AIM:
Pull out each line of the items below that contains the word "building", copying each one in full. Treat case as significant.
========================================
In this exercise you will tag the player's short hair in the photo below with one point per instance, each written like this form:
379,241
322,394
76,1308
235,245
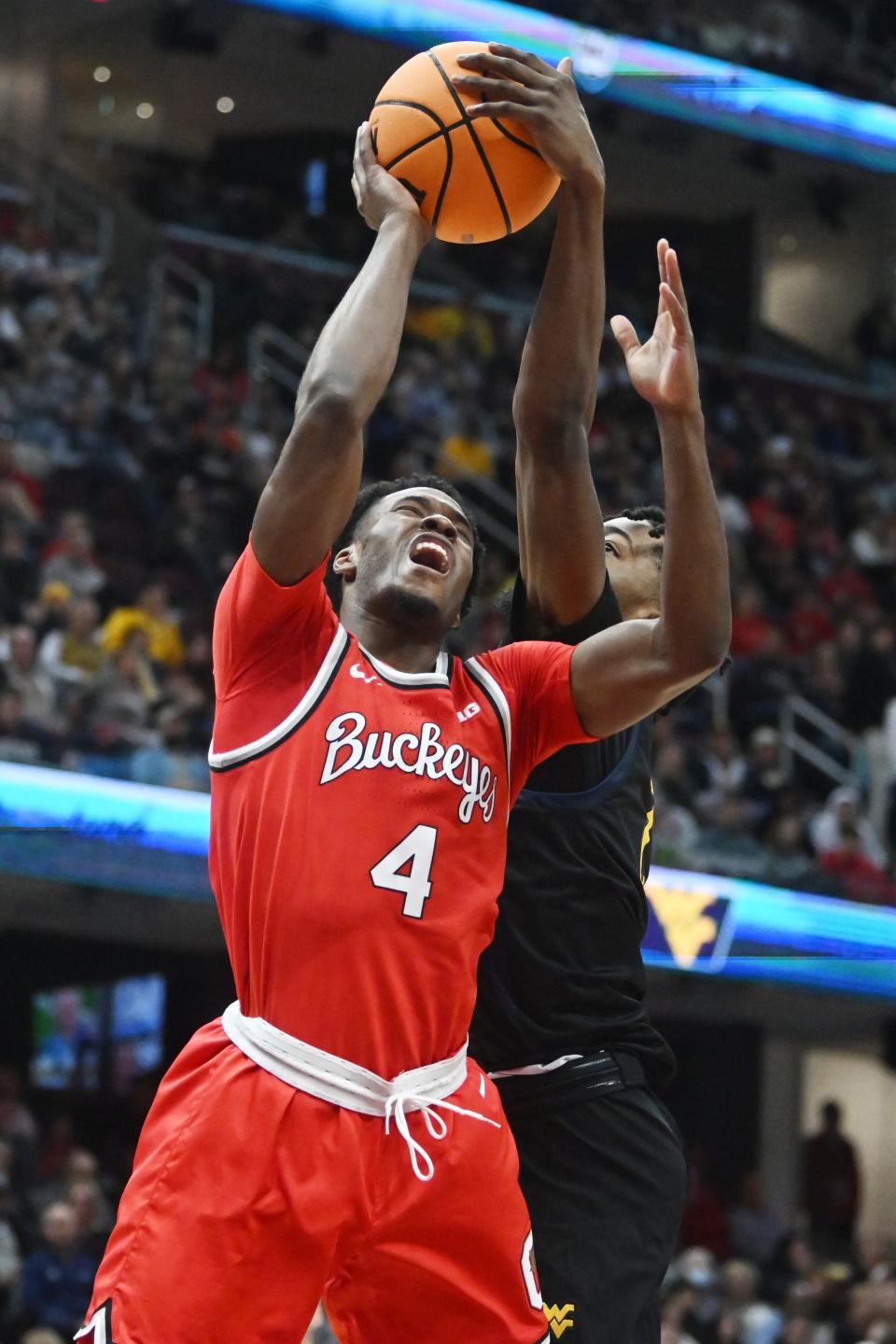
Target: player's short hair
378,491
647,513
========================================
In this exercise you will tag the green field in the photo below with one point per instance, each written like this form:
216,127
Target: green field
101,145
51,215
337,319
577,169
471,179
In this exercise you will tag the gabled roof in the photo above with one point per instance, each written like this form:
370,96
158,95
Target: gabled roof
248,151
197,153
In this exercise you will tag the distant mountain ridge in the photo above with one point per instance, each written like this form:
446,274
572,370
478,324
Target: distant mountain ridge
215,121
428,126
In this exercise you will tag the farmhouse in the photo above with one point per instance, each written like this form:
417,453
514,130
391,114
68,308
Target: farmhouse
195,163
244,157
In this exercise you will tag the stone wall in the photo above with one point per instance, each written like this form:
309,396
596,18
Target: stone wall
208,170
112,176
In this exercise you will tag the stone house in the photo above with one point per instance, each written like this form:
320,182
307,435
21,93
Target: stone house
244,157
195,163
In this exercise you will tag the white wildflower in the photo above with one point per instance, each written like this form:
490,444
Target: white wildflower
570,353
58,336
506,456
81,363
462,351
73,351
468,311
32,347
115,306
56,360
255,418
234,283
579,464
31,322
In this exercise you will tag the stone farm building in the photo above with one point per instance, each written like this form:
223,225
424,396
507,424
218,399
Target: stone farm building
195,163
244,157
========================================
OUTPUT OF THE TASK:
In this exercise you will tag the stone farm building in the photo above with one point per instance, each written like this form:
Target: stone farm building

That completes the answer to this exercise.